[Records excerpted from a collection]
Start of Block

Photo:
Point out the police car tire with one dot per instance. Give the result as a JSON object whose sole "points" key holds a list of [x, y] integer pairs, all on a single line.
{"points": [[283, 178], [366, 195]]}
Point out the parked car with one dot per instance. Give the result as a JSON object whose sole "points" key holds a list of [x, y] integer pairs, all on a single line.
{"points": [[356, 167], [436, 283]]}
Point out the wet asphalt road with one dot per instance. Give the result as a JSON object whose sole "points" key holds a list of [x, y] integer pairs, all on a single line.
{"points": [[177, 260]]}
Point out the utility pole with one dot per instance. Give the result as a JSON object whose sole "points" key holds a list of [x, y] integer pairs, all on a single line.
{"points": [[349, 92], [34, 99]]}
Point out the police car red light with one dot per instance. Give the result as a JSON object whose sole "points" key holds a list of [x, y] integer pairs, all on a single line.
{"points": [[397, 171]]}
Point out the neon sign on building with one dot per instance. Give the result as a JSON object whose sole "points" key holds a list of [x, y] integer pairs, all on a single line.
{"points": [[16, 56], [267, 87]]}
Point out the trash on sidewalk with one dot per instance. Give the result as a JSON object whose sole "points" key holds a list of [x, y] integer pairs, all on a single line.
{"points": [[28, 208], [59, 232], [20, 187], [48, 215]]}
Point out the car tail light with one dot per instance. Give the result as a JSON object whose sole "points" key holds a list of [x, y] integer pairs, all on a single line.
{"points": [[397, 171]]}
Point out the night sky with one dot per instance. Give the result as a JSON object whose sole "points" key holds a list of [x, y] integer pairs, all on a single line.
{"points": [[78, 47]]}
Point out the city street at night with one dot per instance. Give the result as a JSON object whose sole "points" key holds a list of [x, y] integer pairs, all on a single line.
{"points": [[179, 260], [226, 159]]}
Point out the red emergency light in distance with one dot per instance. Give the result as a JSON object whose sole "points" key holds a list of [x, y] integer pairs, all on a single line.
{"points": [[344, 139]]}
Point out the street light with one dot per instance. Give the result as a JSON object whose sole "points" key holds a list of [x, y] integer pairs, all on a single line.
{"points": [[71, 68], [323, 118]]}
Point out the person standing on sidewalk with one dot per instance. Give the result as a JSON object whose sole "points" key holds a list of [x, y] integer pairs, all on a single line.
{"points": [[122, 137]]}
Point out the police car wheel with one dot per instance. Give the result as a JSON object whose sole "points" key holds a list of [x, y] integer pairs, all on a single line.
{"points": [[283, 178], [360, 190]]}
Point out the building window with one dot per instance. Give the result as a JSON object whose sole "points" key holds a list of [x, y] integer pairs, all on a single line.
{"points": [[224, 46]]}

End of Block

Return only what runs from the line containing "Point out the building" to the last line of the records above, both ends included, exactly as written.

### Task output
Point out the building window with one dot per instance. Give the result as a JSON object whose sole "points" key holds a list of [x, y] integer pairs, all on a single line.
{"points": [[224, 46]]}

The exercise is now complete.